[Start of Data]

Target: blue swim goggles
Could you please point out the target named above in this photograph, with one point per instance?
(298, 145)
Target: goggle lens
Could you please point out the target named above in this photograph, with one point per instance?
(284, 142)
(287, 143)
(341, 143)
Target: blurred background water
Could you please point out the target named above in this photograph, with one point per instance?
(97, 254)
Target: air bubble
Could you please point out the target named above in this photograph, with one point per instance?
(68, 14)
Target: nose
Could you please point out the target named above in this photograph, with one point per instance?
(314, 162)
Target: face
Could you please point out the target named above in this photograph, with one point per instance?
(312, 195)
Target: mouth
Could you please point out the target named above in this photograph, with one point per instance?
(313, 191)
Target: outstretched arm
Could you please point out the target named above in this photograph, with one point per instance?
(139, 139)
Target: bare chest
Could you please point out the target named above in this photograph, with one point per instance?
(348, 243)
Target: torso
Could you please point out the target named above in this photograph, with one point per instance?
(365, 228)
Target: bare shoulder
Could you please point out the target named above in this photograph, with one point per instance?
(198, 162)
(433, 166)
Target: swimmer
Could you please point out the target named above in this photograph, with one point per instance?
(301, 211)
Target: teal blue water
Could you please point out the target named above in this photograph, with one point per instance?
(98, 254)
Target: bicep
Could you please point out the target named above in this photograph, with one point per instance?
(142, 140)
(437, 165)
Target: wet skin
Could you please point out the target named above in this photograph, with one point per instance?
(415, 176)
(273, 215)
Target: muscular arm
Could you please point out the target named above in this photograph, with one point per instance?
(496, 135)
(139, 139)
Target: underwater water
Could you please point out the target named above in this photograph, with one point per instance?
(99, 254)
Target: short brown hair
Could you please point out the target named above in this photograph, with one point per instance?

[End of Data]
[Start of Data]

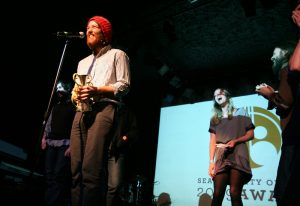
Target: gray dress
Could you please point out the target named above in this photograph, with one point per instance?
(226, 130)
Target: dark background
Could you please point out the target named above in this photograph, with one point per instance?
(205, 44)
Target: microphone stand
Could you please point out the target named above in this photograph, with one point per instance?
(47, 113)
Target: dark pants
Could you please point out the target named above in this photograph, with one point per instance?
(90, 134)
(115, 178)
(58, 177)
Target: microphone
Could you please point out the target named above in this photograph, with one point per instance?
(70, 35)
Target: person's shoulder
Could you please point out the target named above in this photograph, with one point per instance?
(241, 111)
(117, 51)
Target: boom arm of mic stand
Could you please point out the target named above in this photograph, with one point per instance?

[End of Data]
[Start of Data]

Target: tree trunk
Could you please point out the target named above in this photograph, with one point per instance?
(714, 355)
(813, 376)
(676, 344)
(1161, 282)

[End of Data]

* [What the task asks]: Report each line in the items that contains the word "blue", copying the full line. Case counts.

* [Expected answer]:
Target: blue swim goggles
Target: teal blue water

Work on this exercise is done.